Given request: Print all entries word for word.

____ Dataset entries

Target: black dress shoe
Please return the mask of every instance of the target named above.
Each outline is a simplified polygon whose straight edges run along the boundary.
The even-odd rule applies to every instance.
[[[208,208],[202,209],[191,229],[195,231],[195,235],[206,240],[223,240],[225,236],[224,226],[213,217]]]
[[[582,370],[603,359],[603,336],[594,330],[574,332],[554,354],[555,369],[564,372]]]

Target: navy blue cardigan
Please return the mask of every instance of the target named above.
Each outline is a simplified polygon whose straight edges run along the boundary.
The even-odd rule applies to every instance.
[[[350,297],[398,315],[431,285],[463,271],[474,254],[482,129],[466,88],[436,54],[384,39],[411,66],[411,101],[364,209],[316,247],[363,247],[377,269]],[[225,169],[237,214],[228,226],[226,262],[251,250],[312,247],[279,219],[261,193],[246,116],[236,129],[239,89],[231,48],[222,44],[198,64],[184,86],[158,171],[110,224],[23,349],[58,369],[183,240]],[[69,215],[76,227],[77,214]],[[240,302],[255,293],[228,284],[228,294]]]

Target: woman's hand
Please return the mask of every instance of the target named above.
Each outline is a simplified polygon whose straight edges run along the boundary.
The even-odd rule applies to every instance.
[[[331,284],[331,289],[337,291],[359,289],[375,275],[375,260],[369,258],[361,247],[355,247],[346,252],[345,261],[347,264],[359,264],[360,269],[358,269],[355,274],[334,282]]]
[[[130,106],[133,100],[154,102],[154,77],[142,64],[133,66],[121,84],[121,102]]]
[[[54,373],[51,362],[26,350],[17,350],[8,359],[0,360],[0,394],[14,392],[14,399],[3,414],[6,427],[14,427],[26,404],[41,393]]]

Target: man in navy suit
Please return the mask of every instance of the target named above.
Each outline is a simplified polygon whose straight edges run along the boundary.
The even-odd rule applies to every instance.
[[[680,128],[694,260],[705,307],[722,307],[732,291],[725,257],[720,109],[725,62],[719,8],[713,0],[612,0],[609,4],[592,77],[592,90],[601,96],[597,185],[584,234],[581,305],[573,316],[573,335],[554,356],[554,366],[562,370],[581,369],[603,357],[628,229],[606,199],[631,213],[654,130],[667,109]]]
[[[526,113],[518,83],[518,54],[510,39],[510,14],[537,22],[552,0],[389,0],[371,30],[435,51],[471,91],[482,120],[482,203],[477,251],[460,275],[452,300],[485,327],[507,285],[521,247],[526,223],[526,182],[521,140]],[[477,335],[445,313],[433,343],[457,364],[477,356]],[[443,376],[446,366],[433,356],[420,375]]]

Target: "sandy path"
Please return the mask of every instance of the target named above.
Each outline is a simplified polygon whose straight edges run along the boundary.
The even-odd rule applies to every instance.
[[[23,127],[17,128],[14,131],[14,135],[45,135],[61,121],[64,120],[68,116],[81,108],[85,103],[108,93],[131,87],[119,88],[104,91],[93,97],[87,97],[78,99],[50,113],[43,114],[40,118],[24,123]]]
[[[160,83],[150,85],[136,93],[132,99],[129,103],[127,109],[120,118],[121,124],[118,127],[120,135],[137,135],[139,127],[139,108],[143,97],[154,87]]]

________

The solution:
Target: black dress shoe
Please return the mask of every instance of the target named above.
Each outline is a simplified polygon whose straight edges run along the boundary.
The even-odd rule applies to every instance.
[[[208,208],[202,209],[191,229],[195,231],[195,235],[206,240],[223,240],[225,236],[224,226],[213,217]]]
[[[582,370],[603,359],[603,336],[594,330],[574,332],[554,354],[555,369],[564,372]]]

Target: navy blue cardigan
Please return the mask of every instance of the target named above.
Each outline is a simplified polygon whose straight edges run along the boundary.
The even-odd rule applies to every instance.
[[[350,297],[398,315],[431,285],[463,271],[474,254],[482,129],[466,88],[436,54],[384,39],[411,66],[411,101],[364,209],[316,247],[363,247],[377,269]],[[225,169],[237,214],[228,226],[226,262],[251,250],[312,247],[279,219],[261,193],[246,116],[236,129],[239,89],[231,48],[222,44],[198,64],[184,86],[158,171],[110,224],[23,349],[58,369],[183,240]],[[69,215],[76,227],[77,214]],[[240,302],[255,293],[228,284],[228,294]]]

Target: woman's hand
Please return the mask of every instance of the target named above.
Each outline is a simplified polygon whose straight edges run along the boundary.
The even-odd rule applies to every instance.
[[[331,284],[331,289],[337,291],[359,289],[375,275],[375,260],[369,258],[361,247],[355,247],[346,252],[345,261],[347,264],[359,264],[360,269],[358,269],[355,274],[334,282]]]
[[[130,106],[133,100],[154,102],[154,77],[142,64],[133,66],[121,84],[121,102]]]
[[[54,373],[51,362],[26,350],[17,350],[8,359],[0,360],[0,394],[14,392],[14,399],[3,414],[6,427],[14,427],[26,404],[41,393]]]

Target: man in navy suit
Please return the mask of every instance of the target named above.
Each outline is a simplified polygon whose straight edges run along the boundary.
The even-odd rule applies to every instance.
[[[680,128],[694,260],[705,307],[722,307],[732,291],[725,257],[720,109],[725,62],[719,8],[713,0],[612,0],[609,4],[592,77],[592,90],[601,96],[597,185],[584,234],[581,305],[573,316],[573,335],[554,356],[554,366],[562,370],[581,369],[603,357],[628,229],[606,199],[631,213],[654,130],[667,109]]]
[[[526,113],[518,83],[518,54],[510,39],[510,14],[537,22],[552,0],[389,0],[371,30],[435,51],[471,91],[482,120],[482,203],[477,251],[460,275],[452,300],[485,327],[507,285],[521,247],[526,223],[526,182],[521,140]],[[477,335],[445,313],[433,343],[457,364],[477,356]],[[443,376],[446,366],[433,356],[420,375]]]

Target: "sandy path"
Please return the mask of every instance of the target named above.
Each outline is a simplified polygon whose straight edges run along the boundary.
The even-odd rule applies to every instance.
[[[23,127],[17,128],[14,131],[14,135],[45,135],[61,121],[64,120],[68,116],[81,108],[85,103],[108,93],[131,87],[119,88],[104,91],[93,97],[87,97],[78,99],[50,113],[43,114],[40,118],[24,123]]]
[[[160,83],[150,85],[136,93],[132,99],[129,103],[127,109],[120,118],[121,124],[118,127],[120,135],[137,135],[139,127],[139,108],[143,97],[154,87]]]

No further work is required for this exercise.